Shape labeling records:

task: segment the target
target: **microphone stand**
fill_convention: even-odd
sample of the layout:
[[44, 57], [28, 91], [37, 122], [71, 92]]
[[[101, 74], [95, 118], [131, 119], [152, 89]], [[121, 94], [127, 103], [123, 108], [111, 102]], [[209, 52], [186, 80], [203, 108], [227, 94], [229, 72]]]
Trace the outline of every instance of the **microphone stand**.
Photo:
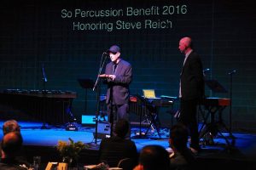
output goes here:
[[[47, 82], [47, 77], [46, 77], [46, 75], [45, 75], [45, 72], [44, 72], [44, 62], [42, 64], [42, 73], [43, 73], [43, 90], [42, 90], [42, 94], [47, 94], [47, 92], [46, 92], [46, 82]], [[44, 96], [44, 104], [46, 103], [46, 96]], [[46, 122], [46, 117], [45, 117], [45, 114], [44, 114], [44, 122], [43, 122], [43, 125], [41, 127], [41, 129], [47, 129], [48, 128], [46, 127], [46, 124], [45, 124], [45, 122]]]
[[233, 83], [233, 74], [235, 74], [236, 72], [236, 70], [234, 70], [230, 72], [229, 72], [228, 74], [230, 76], [230, 137], [232, 139], [232, 142], [231, 144], [232, 146], [235, 145], [236, 143], [236, 138], [235, 136], [232, 134], [232, 83]]
[[[104, 57], [105, 56], [105, 57]], [[98, 116], [100, 112], [100, 98], [101, 98], [101, 80], [99, 75], [101, 75], [102, 68], [106, 63], [107, 60], [107, 54], [103, 53], [102, 54], [101, 63], [100, 63], [100, 68], [97, 74], [96, 81], [93, 87], [93, 91], [95, 91], [96, 88], [97, 88], [96, 91], [96, 129], [95, 129], [95, 144], [97, 145], [97, 138], [98, 138]]]

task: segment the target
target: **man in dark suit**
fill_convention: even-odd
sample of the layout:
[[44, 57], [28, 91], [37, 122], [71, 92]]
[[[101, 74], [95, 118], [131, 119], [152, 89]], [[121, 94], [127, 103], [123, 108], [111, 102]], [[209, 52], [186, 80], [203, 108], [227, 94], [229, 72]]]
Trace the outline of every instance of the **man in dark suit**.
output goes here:
[[179, 41], [179, 50], [185, 54], [180, 74], [180, 116], [179, 122], [189, 129], [191, 137], [190, 150], [197, 153], [200, 150], [198, 126], [196, 121], [197, 105], [204, 96], [204, 76], [202, 62], [192, 48], [190, 37]]
[[[113, 45], [108, 50], [111, 62], [106, 65], [105, 76], [107, 77], [108, 92], [107, 105], [108, 113], [117, 113], [116, 119], [128, 120], [130, 90], [129, 85], [132, 79], [132, 68], [130, 63], [121, 59], [120, 48]], [[108, 114], [108, 116], [110, 116]], [[113, 114], [108, 116], [113, 123]]]

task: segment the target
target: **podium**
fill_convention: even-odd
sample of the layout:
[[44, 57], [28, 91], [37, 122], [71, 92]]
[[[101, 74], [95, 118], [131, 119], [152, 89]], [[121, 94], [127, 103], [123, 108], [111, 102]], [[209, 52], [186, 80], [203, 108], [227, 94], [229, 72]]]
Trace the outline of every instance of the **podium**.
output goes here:
[[84, 113], [87, 112], [87, 89], [92, 89], [94, 86], [94, 81], [92, 79], [78, 79], [80, 86], [85, 89], [84, 95]]

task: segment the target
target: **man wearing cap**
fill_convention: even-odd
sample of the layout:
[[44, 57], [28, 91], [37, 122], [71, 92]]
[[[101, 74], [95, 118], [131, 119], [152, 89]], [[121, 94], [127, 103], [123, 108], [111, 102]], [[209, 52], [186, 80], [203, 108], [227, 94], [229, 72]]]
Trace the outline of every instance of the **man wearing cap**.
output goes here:
[[132, 79], [132, 68], [130, 63], [120, 58], [120, 48], [113, 45], [108, 50], [111, 62], [106, 65], [108, 92], [107, 105], [108, 121], [113, 123], [113, 114], [116, 111], [116, 119], [128, 120], [130, 90]]

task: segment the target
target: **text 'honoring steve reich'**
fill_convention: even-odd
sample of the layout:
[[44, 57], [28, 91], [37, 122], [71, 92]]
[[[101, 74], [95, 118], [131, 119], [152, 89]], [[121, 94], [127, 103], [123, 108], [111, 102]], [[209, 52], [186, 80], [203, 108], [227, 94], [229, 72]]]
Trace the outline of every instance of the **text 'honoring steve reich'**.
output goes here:
[[61, 16], [68, 20], [73, 31], [172, 29], [172, 16], [186, 14], [188, 6], [165, 5], [148, 8], [83, 9], [63, 8]]

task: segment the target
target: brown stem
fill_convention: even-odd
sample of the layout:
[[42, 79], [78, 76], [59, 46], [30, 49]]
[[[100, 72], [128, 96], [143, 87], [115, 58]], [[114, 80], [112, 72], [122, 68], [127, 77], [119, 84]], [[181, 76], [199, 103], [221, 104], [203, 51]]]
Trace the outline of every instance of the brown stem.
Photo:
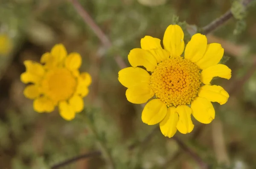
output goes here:
[[[145, 145], [148, 141], [150, 140], [153, 136], [154, 135], [154, 133], [159, 130], [159, 127], [158, 126], [154, 128], [151, 132], [150, 132], [144, 139], [141, 141], [140, 141], [137, 143], [134, 143], [128, 147], [128, 149], [130, 150], [132, 150], [135, 148], [137, 146], [140, 146], [141, 145]], [[74, 163], [76, 161], [80, 160], [82, 159], [91, 158], [93, 157], [96, 157], [102, 155], [102, 152], [99, 151], [94, 151], [92, 152], [87, 153], [84, 154], [79, 155], [76, 157], [74, 157], [72, 158], [67, 159], [64, 161], [58, 164], [55, 164], [51, 167], [51, 169], [56, 169], [63, 166], [70, 164], [71, 163]]]
[[201, 167], [201, 169], [207, 169], [209, 168], [208, 165], [202, 160], [202, 158], [184, 143], [182, 141], [175, 136], [173, 137], [172, 138], [176, 141], [180, 147], [182, 148], [185, 152], [189, 155], [190, 156], [191, 156], [191, 157], [198, 163]]
[[[252, 0], [244, 0], [243, 3], [243, 5], [246, 7]], [[207, 34], [212, 32], [232, 17], [233, 17], [233, 14], [232, 14], [231, 10], [229, 10], [221, 17], [213, 20], [211, 23], [203, 27], [202, 31], [202, 33], [204, 34]]]

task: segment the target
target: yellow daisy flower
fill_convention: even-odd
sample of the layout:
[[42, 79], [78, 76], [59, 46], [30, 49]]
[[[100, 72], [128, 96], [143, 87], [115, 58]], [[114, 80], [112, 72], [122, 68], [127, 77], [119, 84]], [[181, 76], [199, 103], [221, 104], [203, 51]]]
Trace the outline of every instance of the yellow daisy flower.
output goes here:
[[128, 55], [132, 67], [119, 72], [119, 81], [128, 88], [129, 101], [143, 104], [155, 96], [144, 108], [142, 121], [148, 125], [160, 123], [162, 133], [169, 138], [177, 130], [183, 134], [192, 131], [191, 114], [201, 123], [210, 123], [215, 117], [211, 101], [223, 104], [229, 97], [223, 88], [210, 83], [214, 77], [231, 77], [231, 70], [218, 64], [224, 52], [221, 45], [207, 44], [205, 35], [196, 34], [181, 57], [183, 38], [178, 25], [166, 29], [164, 49], [160, 39], [145, 36], [141, 48], [133, 49]]
[[10, 38], [5, 34], [0, 34], [0, 54], [8, 54], [12, 49], [12, 44]]
[[88, 93], [91, 78], [78, 69], [81, 58], [77, 53], [68, 55], [62, 44], [55, 45], [50, 53], [42, 56], [41, 64], [31, 60], [24, 62], [26, 71], [20, 76], [22, 82], [32, 83], [24, 90], [24, 96], [34, 99], [34, 109], [50, 113], [58, 106], [61, 115], [67, 120], [75, 118], [84, 108], [82, 98]]

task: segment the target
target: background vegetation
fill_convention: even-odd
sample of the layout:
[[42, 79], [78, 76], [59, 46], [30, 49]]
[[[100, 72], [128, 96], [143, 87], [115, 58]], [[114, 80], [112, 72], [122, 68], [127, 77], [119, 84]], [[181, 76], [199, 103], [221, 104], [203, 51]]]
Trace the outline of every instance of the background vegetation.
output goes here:
[[[0, 169], [53, 168], [90, 152], [92, 158], [60, 168], [256, 168], [255, 0], [247, 8], [240, 0], [80, 0], [111, 44], [102, 43], [72, 2], [0, 0], [0, 34], [11, 42], [11, 49], [0, 56]], [[211, 124], [192, 119], [191, 133], [164, 137], [157, 126], [142, 122], [140, 105], [127, 101], [126, 89], [117, 80], [123, 63], [116, 61], [128, 64], [129, 51], [140, 46], [141, 38], [162, 39], [170, 24], [183, 28], [187, 42], [230, 9], [234, 17], [207, 35], [209, 42], [221, 44], [221, 62], [232, 70], [230, 80], [214, 81], [229, 92], [229, 101], [214, 105], [216, 118]], [[57, 111], [35, 112], [20, 79], [24, 60], [39, 61], [58, 43], [69, 52], [81, 54], [80, 70], [93, 80], [85, 110], [71, 121]], [[105, 150], [103, 156], [95, 151], [100, 149]]]

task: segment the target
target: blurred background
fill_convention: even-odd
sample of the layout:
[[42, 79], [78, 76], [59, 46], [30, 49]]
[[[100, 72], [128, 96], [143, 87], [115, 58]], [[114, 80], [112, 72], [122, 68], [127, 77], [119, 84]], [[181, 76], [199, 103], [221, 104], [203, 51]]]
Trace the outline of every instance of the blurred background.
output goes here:
[[[209, 42], [221, 43], [225, 50], [221, 62], [232, 70], [230, 80], [213, 83], [229, 92], [229, 101], [221, 107], [214, 104], [216, 118], [210, 124], [192, 118], [194, 130], [175, 135], [209, 168], [256, 169], [255, 0], [247, 9], [239, 0], [79, 2], [111, 39], [108, 49], [68, 0], [0, 0], [0, 169], [50, 169], [99, 149], [99, 140], [105, 144], [116, 169], [201, 168], [175, 140], [165, 137], [156, 126], [142, 122], [142, 107], [127, 100], [126, 88], [117, 79], [121, 68], [114, 58], [118, 55], [128, 64], [127, 55], [140, 47], [141, 38], [150, 35], [162, 39], [171, 24], [182, 26], [187, 42], [230, 8], [234, 17], [207, 35]], [[92, 76], [84, 99], [86, 113], [81, 113], [90, 117], [97, 137], [79, 117], [67, 121], [57, 110], [35, 112], [32, 101], [23, 95], [26, 85], [20, 76], [25, 71], [24, 61], [39, 61], [59, 43], [69, 53], [81, 54], [81, 71]], [[97, 155], [59, 168], [108, 168]]]

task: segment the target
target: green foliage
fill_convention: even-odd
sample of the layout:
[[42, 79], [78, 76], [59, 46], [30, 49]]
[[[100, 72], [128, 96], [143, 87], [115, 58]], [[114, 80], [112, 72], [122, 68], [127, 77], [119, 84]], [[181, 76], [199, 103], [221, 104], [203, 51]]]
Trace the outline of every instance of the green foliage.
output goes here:
[[[140, 47], [141, 38], [150, 35], [162, 41], [165, 29], [171, 24], [182, 27], [186, 43], [201, 31], [199, 28], [219, 17], [230, 6], [228, 1], [188, 1], [169, 0], [163, 5], [148, 7], [135, 0], [79, 0], [112, 42], [113, 46], [106, 49], [69, 1], [0, 1], [0, 33], [6, 33], [14, 44], [8, 56], [0, 56], [0, 168], [49, 169], [99, 149], [99, 141], [105, 144], [116, 169], [198, 168], [192, 157], [159, 130], [140, 144], [155, 126], [143, 124], [141, 107], [127, 101], [126, 89], [117, 79], [120, 68], [113, 59], [119, 55], [128, 65], [129, 51]], [[247, 16], [247, 10], [241, 1], [234, 1], [231, 11], [235, 22], [230, 20], [213, 34], [224, 42], [251, 49], [237, 59], [224, 49], [220, 63], [230, 66], [233, 76], [228, 81], [217, 80], [227, 90], [235, 79], [247, 73], [254, 60], [250, 56], [256, 46], [256, 10], [255, 6], [251, 8]], [[23, 96], [25, 85], [20, 79], [25, 70], [25, 60], [39, 61], [42, 54], [60, 42], [69, 52], [81, 54], [81, 70], [93, 76], [84, 110], [71, 121], [63, 119], [57, 109], [51, 113], [35, 112], [32, 102]], [[177, 137], [211, 168], [256, 167], [255, 74], [241, 89], [236, 88], [239, 94], [230, 94], [228, 102], [215, 110], [216, 118], [223, 126], [221, 134], [225, 138], [229, 168], [217, 161], [212, 124], [195, 124], [193, 131], [186, 135], [177, 132]], [[218, 104], [214, 106], [218, 107]], [[96, 135], [88, 130], [87, 120]], [[129, 146], [134, 143], [137, 144], [131, 149]], [[105, 166], [105, 159], [99, 157], [64, 168], [103, 169]]]

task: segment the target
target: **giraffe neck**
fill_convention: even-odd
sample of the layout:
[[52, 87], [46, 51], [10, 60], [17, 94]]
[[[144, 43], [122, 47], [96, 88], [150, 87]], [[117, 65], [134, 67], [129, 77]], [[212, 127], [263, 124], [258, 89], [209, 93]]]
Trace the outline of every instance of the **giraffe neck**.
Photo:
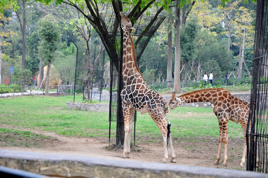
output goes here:
[[123, 76], [126, 78], [138, 75], [142, 77], [136, 65], [136, 54], [130, 32], [130, 29], [124, 30]]
[[219, 96], [226, 97], [228, 92], [225, 89], [205, 89], [198, 91], [182, 94], [179, 98], [182, 103], [209, 102], [215, 105]]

• Your task: How many of the lines above contain the string "reich"? Reply with the number only.

• Solution to this problem: 2